_Provided passage_
Players have jumped before over issues of salary, freedom and proposed caps, but the 1890 Players League, created in competition with the National League, lasted only one season, and the Federal League, challenging the National and American, quit after its second season, in 1915, although it made one significant contribution.

Owners of the Baltimore team sued the established owners over their monopolistic practices, and the Supreme Court ultimately ruled in 1922 that baseball was more sport than business and not a commonly accepted form of interstate commerce, creating the antitrust exemption that later courts have twice upheld. The union claims the exemption has been responsible for baseball’s eight work stoppages.

Sen. Howard Metzenbaum (D-Ohio), a leader in the Congressional attempt to remove the exemption, was quoted in a story appearing in Thursday’s editions of The Times as saying no investor “in his right mind would put up money to compete against an unregulated monopoly which has an antitrust exemption.”

_Task list_
• A. According to the baseball passage, in what year did the Supreme Court rule that baseball was more sport than business?
• B. Reproduce the baseball passage from "Players have jumped" up to and including "one significant contribution.".
The data have no connection to the baseball passage.

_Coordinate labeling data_
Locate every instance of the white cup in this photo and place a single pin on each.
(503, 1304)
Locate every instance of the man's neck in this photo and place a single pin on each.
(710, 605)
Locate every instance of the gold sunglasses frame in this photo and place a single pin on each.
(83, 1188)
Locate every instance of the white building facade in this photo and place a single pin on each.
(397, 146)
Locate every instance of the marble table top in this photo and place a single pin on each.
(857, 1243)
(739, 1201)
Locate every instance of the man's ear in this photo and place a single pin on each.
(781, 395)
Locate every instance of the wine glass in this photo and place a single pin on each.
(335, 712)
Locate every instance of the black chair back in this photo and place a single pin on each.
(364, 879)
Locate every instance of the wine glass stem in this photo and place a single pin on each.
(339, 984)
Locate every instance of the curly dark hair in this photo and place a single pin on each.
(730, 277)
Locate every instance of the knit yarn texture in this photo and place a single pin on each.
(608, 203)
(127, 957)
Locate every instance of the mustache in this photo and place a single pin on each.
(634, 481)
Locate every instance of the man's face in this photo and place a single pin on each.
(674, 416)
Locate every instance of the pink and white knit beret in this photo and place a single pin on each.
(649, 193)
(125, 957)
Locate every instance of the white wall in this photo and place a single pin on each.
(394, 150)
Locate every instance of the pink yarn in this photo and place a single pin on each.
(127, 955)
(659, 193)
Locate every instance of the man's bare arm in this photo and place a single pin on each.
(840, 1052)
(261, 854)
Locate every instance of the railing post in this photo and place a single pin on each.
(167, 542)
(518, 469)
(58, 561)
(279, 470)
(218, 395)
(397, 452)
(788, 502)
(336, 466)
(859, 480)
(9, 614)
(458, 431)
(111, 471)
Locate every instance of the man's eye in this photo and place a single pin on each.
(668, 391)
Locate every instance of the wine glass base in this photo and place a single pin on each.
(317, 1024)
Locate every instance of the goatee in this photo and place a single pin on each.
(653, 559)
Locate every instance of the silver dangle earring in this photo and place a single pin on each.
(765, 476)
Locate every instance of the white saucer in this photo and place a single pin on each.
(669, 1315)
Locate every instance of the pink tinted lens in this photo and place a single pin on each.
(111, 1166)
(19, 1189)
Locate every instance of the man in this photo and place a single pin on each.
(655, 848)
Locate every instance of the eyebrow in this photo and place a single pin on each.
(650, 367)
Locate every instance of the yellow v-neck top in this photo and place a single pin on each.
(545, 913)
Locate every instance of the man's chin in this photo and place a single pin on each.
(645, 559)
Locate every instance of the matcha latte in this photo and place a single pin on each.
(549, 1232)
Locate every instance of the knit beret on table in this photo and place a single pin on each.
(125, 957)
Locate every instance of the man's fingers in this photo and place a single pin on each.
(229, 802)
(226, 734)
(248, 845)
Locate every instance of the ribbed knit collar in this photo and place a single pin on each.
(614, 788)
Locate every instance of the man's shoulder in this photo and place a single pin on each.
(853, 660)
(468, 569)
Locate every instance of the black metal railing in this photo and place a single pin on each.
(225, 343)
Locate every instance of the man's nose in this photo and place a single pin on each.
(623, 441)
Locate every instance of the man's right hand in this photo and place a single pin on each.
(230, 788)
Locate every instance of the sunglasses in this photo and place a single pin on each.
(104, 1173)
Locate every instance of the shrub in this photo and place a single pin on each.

_Answers given_
• A. 1922

• B.
Players have jumped before over issues of salary, freedom and proposed caps, but the 1890 Players League, created in competition with the National League, lasted only one season, and the Federal League, challenging the National and American, quit after its second season, in 1915, although it made one significant contribution.